> _Listing_
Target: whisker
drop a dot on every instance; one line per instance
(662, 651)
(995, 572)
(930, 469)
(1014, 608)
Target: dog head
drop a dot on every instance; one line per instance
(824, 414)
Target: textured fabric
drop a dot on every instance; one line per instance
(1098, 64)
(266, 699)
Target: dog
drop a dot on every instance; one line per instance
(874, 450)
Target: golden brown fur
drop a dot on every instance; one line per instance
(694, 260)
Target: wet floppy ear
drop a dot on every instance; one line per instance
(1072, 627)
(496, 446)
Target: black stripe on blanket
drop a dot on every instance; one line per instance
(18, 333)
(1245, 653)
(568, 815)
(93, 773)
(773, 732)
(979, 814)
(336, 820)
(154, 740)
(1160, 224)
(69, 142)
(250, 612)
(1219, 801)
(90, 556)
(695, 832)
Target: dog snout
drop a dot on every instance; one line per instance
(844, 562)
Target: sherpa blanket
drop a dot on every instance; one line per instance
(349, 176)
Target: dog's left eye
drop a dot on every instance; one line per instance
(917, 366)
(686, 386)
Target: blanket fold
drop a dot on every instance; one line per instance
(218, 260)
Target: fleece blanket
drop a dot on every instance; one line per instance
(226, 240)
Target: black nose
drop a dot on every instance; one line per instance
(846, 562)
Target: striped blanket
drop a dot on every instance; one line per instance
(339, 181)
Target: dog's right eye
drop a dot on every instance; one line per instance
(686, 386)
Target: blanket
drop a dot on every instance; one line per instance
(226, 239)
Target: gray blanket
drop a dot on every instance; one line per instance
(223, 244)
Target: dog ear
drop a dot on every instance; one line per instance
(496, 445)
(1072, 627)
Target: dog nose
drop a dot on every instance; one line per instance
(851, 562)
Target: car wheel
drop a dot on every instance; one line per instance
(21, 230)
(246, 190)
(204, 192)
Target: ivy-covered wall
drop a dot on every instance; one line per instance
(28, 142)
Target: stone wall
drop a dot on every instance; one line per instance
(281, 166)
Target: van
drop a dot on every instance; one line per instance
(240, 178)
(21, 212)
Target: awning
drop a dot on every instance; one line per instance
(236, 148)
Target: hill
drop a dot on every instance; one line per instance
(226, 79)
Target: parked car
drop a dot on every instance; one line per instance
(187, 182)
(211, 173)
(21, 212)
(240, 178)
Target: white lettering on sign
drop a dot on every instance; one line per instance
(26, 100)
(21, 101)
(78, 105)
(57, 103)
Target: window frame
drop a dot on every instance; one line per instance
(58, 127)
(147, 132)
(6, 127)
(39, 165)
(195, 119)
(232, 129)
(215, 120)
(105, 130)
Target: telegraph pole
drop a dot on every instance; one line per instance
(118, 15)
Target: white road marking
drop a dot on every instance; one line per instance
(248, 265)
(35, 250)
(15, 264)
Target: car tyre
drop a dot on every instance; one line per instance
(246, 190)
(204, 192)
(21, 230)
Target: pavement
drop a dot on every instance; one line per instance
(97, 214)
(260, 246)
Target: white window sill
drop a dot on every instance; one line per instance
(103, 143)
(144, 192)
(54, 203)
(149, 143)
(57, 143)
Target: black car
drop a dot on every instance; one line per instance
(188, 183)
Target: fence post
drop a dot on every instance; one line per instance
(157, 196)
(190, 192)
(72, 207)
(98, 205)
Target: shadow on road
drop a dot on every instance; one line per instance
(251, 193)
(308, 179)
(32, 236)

> _What is needed_
Copy out every line of the listing above without changing a single character.

> _Output for this task_
Target: whisker
drop a dot on every instance; one line per instance
(662, 651)
(995, 572)
(930, 469)
(1014, 608)
Target: dog head
drop a dot on every instance; one line per instance
(824, 414)
Target: textured fabric
drop a dot on every instance; one line per instance
(1098, 64)
(266, 699)
Target: dog
drop a dot on every instance; one line per instance
(874, 450)
Target: golden brown fur
drop a dot on every instance; one line per instance
(694, 260)
Target: wet floppy ear
drop a dot on every instance; one line per instance
(1072, 627)
(496, 446)
Target: black stripe on blanket
drop a dot on every instance; one line per instance
(18, 333)
(1245, 653)
(568, 815)
(93, 773)
(773, 732)
(979, 814)
(336, 820)
(154, 740)
(1160, 224)
(69, 142)
(250, 612)
(1219, 801)
(90, 556)
(695, 832)
Target: dog snout
drop a dot on every instance; one line per instance
(844, 562)
Target: sherpa blanket
drop a dot on every instance; one line per instance
(349, 176)
Target: dog's left eye
drop a dot on every instance; one line per instance
(917, 366)
(686, 386)
Target: blanket fold
drop a dot on every instance; one line per instance
(218, 260)
Target: fleece blanket
drop a dot on every instance; one line per instance
(226, 240)
Target: black nose
drop a dot on every instance; one line per instance
(846, 562)
Target: striped blanket
drop a dot on every instance; one line per instance
(339, 181)
Target: dog's right eye
drop a dot on every instance; one line per instance
(686, 386)
Target: blanket
drop a dot on every instance; one line per instance
(226, 239)
Target: gray blanket
drop a dot on every instance; one line per instance
(223, 244)
Target: dog ear
drop a dot on every instance; one line per instance
(496, 445)
(1072, 627)
Target: dog nose
drop a dot on every instance; one line per instance
(851, 562)
Target: car wheel
drop a dot on every instance; one line per instance
(21, 230)
(246, 190)
(204, 192)
Target: ivy-covered wall
drop a dot on every instance; one line per instance
(28, 142)
Target: stone wall
drop a dot on every instance; one line per instance
(281, 166)
Target: van
drop a dot on every instance; one line per instance
(240, 178)
(21, 212)
Target: awning
drop a dot on every instance; one line per instance
(236, 148)
Target: hill
drop a dot on every instance; one line per instance
(226, 79)
Target: parked car
drop a dot on every instance; one line per instance
(187, 182)
(211, 173)
(21, 212)
(240, 178)
Target: white lettering on sign
drop a dot on every instance; one line per instance
(26, 100)
(21, 101)
(78, 105)
(57, 103)
Target: window frame
drop a dot on every instance; one line per instance
(58, 127)
(147, 132)
(6, 127)
(39, 165)
(195, 119)
(232, 129)
(215, 120)
(105, 130)
Target: telegraph pole
drop a dot on every instance; one line per instance
(118, 15)
Target: white road marking
drop a dot on every instance; one line per instance
(248, 265)
(35, 250)
(15, 264)
Target: car tyre
drop a dot on every instance; one line per instance
(246, 190)
(204, 192)
(21, 230)
Target: pavement
drop a dot on every instance; one line per instance
(97, 214)
(260, 246)
Target: white window sill
drop a dot on every instance; one line per instance
(103, 143)
(144, 192)
(54, 203)
(149, 143)
(57, 143)
Target: black car
drop a dot on every instance; one line per instance
(188, 183)
Target: fence post
drop a dot on every instance; one line per instance
(157, 196)
(190, 192)
(72, 207)
(98, 205)
Target: shadow on road
drop a dot on every instance; one line per instance
(251, 193)
(308, 179)
(32, 236)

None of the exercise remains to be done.